LIST OF TASKS -
- A) In the blackheart text below, set down word for word the passage that begins at "Blossom-end rot is" and stops after "in the soil.".
- B) Resume the blackheart text from the point where it ends.

- Common names: Blossom-end rot
- Causal agents: drought conditions or low calcium mineral content
- Hosts: fruits of cultivated plants
- Treatment: Watering or calcium-rich fertilizers

= Blackheart (plant disease) =

Non-parasitic disease of the fruit of cultivated plants

Blackheart is a non-parasitic disease of the fruit of cultivated plants, such as tomatoes, that causes them to rot from the inside. External signs of the disease may or may not be present. The internal blackening develops in plants exposed to environmental pathology such as drought conditions or poor soil.

== Blossom-end rot ==

Blossom-end rot is another sign of plant disease that may accompany blackheart in the same plant. A black rot originates opposite the stem area of the plant fruit (the "blossom-end"), and spreads over the fruit as a dark, hardened area. The causes of blossom-end rot and blackheart are the same.

== Causes and treatment ==
The most common cause of blossom-end rot and/or blackheart is exposure to a prolonged hot, or drought period. These plant pathologies may also be caused by an extremely low calcium mineral content in the soil.

DATASET CONTENT -
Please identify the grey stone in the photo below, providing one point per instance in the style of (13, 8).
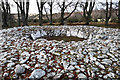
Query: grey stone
(19, 69)
(37, 73)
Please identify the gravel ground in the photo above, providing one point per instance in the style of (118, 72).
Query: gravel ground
(98, 56)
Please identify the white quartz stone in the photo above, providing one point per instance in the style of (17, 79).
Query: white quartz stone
(19, 69)
(81, 75)
(37, 73)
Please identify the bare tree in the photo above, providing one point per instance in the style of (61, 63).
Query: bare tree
(50, 3)
(63, 7)
(40, 5)
(87, 6)
(19, 20)
(108, 11)
(6, 14)
(118, 12)
(24, 9)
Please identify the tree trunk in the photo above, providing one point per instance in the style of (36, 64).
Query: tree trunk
(19, 22)
(119, 12)
(0, 19)
(23, 17)
(62, 13)
(106, 22)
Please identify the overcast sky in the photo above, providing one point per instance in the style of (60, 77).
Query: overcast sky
(33, 7)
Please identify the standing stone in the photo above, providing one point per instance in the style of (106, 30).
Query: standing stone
(0, 17)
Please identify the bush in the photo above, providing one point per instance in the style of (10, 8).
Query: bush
(72, 20)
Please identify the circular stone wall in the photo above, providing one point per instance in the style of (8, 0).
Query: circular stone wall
(97, 56)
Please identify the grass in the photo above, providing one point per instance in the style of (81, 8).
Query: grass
(97, 24)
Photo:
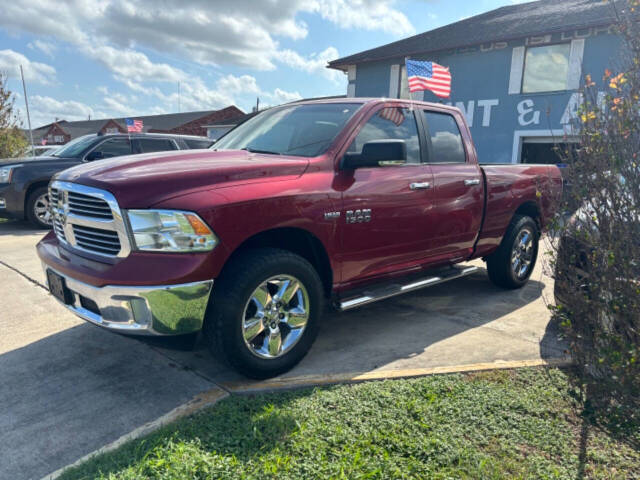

OUTPUTS IN ORDER -
- A)
Blossom-end rot is another sign of plant disease that may accompany blackheart in the same plant. A black rot originates opposite the stem area of the plant fruit (the "blossom-end"), and spreads over the fruit as a dark, hardened area. The causes of blossom-end rot and blackheart are the same.

== Causes and treatment ==
The most common cause of blossom-end rot and/or blackheart is exposure to a prolonged hot, or drought period. These plant pathologies may also be caused by an extremely low calcium mineral content in the soil.

- B)
Plant fruit that is afflicted by either blossom-end rot or blackheart should be picked and discarded, leaving the healthy fruit on the plant. While the condition is not contagious and it will not spread from fruit to fruit, removing affected fruit will enable the plant to concentrate strength towards the healthier parts of the plant. Additional water should be added to a plant suffering from the effects of a hot, dry spell. If low calcium in the soil is the cause, this can be treated with calcium-rich fertilizers, such as gypsum, limestone, or ground eggshells.